--- begin ---

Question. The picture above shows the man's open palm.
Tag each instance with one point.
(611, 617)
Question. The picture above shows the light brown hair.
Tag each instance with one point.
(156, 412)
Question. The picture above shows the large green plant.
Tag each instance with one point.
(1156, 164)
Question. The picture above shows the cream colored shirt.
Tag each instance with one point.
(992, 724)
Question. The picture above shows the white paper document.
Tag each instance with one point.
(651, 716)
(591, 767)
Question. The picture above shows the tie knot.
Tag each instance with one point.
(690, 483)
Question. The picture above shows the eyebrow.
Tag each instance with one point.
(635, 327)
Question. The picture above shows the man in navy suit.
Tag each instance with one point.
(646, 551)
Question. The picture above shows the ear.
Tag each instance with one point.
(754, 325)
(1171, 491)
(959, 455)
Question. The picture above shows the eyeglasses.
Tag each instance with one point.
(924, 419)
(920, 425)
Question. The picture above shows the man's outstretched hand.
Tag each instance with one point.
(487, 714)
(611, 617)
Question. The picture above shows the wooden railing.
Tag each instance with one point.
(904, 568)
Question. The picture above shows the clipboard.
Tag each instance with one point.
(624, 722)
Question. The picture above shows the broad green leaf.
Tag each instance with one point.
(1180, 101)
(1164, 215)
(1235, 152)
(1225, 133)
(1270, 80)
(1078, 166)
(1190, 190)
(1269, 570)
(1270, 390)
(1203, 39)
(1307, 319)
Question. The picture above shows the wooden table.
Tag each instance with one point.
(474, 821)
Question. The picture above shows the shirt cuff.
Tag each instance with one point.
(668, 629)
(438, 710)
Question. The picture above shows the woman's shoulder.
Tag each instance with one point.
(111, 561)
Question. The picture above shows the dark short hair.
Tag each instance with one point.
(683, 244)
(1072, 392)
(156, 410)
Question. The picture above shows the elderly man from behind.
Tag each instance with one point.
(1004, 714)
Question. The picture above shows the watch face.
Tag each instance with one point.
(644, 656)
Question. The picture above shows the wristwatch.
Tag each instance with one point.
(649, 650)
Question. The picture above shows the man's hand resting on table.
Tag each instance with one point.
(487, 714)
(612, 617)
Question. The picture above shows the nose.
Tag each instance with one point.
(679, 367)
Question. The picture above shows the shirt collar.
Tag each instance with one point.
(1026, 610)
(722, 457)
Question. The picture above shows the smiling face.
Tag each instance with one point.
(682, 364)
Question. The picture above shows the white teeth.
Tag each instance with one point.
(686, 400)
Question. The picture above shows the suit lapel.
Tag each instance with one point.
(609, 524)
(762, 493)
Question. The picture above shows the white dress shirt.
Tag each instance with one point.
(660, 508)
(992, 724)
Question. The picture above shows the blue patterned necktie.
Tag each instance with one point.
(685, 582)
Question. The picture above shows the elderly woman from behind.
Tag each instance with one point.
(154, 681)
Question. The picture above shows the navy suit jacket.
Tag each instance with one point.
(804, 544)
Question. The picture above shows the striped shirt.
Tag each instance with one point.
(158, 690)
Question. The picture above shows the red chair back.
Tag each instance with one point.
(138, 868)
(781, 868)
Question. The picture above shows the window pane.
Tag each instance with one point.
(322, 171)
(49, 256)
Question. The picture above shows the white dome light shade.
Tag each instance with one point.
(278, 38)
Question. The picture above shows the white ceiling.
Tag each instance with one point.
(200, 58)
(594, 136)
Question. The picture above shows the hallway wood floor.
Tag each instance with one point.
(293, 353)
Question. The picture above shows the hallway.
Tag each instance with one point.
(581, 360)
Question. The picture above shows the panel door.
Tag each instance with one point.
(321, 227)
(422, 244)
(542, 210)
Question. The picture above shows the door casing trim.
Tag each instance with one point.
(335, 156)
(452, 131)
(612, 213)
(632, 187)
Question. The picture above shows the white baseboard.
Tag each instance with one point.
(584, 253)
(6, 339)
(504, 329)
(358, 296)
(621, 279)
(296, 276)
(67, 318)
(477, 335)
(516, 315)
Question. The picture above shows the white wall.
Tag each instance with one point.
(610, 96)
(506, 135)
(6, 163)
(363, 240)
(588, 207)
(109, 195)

--- end ---

▸ Goal
Scale the point coordinates in the answers by 1.1, rounding to whole numbers with halves going up. Then rewrite every line in the stretch from the line containing "Question. The picture above shows the striped" through the end of the items, keeping the item text unchanged and leaving out all lines outside that stretch.

▸ In response
Question. The picture above shows the striped shirt.
Tag each instance with one point.
(174, 759)
Question. The picture above shows the red chair back.
Tag each instance with one point.
(152, 955)
(859, 955)
Question. The picture above shows the window pane.
Tag each instance with one point.
(354, 188)
(54, 282)
Question. The picture above shows the white dome light shade.
Tag each instance with one point.
(306, 42)
Question. The picture above shows the white ceiling.
Tag each instance with one point.
(220, 64)
(653, 150)
Question. The picture above shows the hallway wood floor.
Tag each instance with one point.
(322, 388)
Question. The picture above shows the hallway.
Tag each instance with one point.
(639, 396)
Question. The picture above shows the panel door.
Tag each instance with one point.
(353, 250)
(464, 268)
(596, 231)
Question. The picture above shows the door casing trim.
Tag each instance with one point.
(369, 172)
(497, 144)
(673, 234)
(695, 206)
Question. The picture above shows the white baseboard.
Tag each instance with one point.
(642, 278)
(7, 373)
(554, 362)
(394, 326)
(683, 307)
(326, 304)
(74, 350)
(525, 369)
(568, 347)
Question. The picture above shows the white wall.
Tag each instance with one point.
(671, 106)
(557, 149)
(7, 179)
(399, 264)
(647, 228)
(120, 215)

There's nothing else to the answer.